WHAT IS EXPECTED — As the answer, give every line of the records that includes the word "each".

DATA PROVIDED —
++++++

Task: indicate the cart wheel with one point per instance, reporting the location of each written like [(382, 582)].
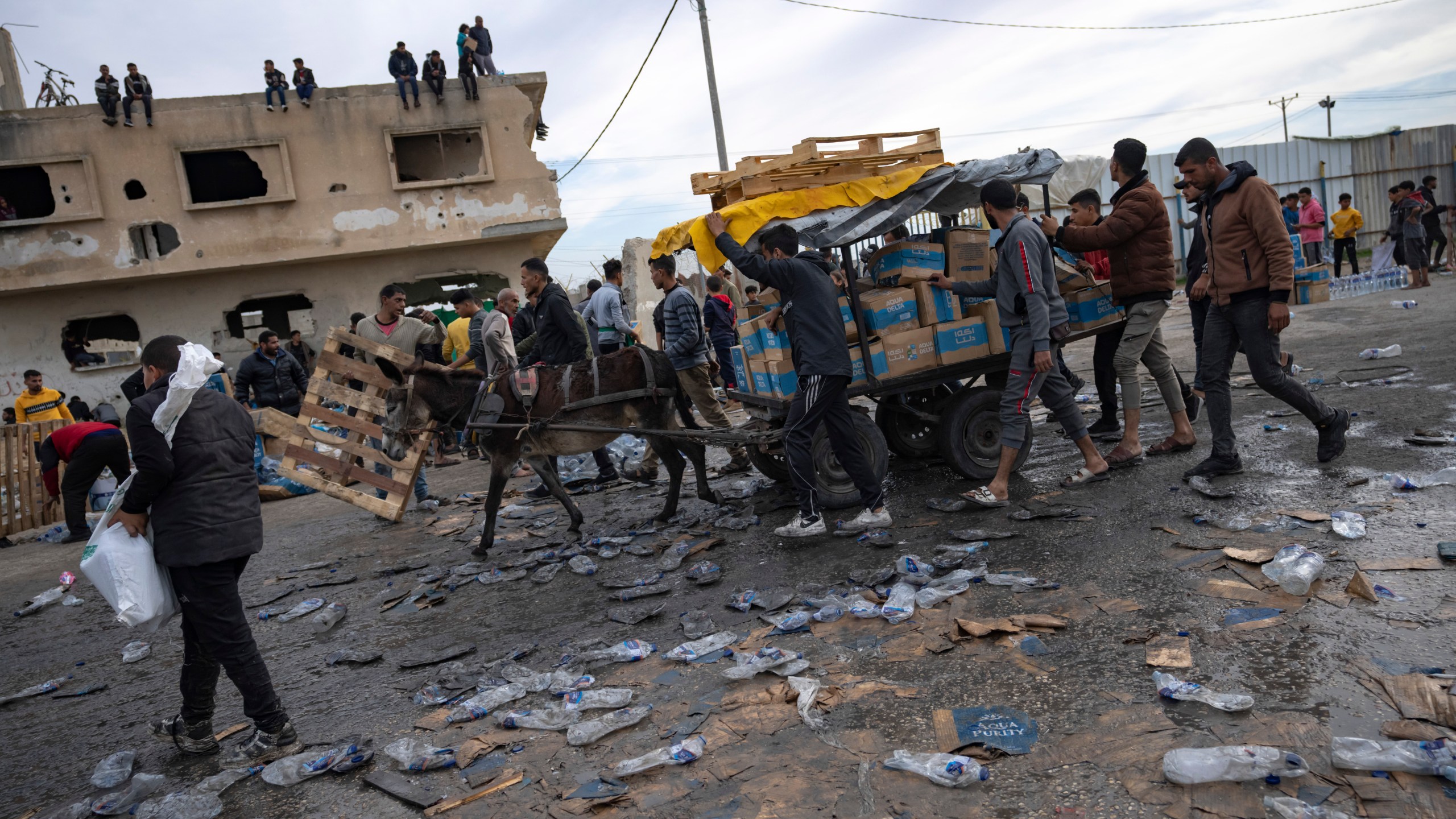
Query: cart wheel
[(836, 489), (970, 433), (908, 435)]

++++++

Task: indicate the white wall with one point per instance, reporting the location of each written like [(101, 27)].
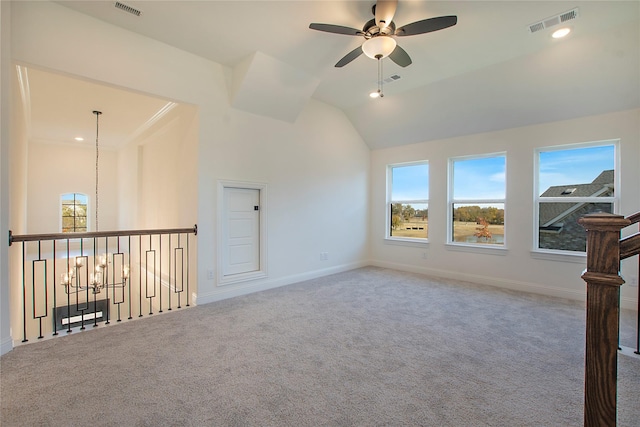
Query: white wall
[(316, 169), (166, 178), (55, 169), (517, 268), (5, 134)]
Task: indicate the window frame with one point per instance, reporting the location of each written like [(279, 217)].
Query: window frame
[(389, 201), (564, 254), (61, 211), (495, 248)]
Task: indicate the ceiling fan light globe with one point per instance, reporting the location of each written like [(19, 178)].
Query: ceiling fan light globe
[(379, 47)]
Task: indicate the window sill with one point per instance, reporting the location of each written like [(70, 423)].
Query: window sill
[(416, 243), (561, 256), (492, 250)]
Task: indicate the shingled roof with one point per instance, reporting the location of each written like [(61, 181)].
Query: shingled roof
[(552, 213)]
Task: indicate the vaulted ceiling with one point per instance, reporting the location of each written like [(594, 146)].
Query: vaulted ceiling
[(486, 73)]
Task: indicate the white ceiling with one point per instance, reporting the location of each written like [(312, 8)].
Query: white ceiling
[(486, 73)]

++++++

WRITTEN SOLUTION —
Task: indicate the cart wheel with one point per instance, reporting the location of each written like [(382, 582)].
Task: indicate the white wall with one point per instance, reporting the location of each written like [(101, 27)].
Task: indicate the window frame with one point per instance, reporting the location of each written like [(279, 217)].
Task: indicate the ceiling fan light globe with one point per instance, reporting the location of each written like [(19, 178)].
Task: indicate the window sill with one point per instance, reporting the location of each written like [(70, 423)].
Task: indicate the shingled roof with one point per instance, reporting the location of each written like [(61, 181)].
Task: indicate the vaulted ceiling with one point per instance, reporting the location of each written like [(594, 146)].
Task: indicate the white ceiling with one point per instance, reporting the location of each written like [(312, 8)].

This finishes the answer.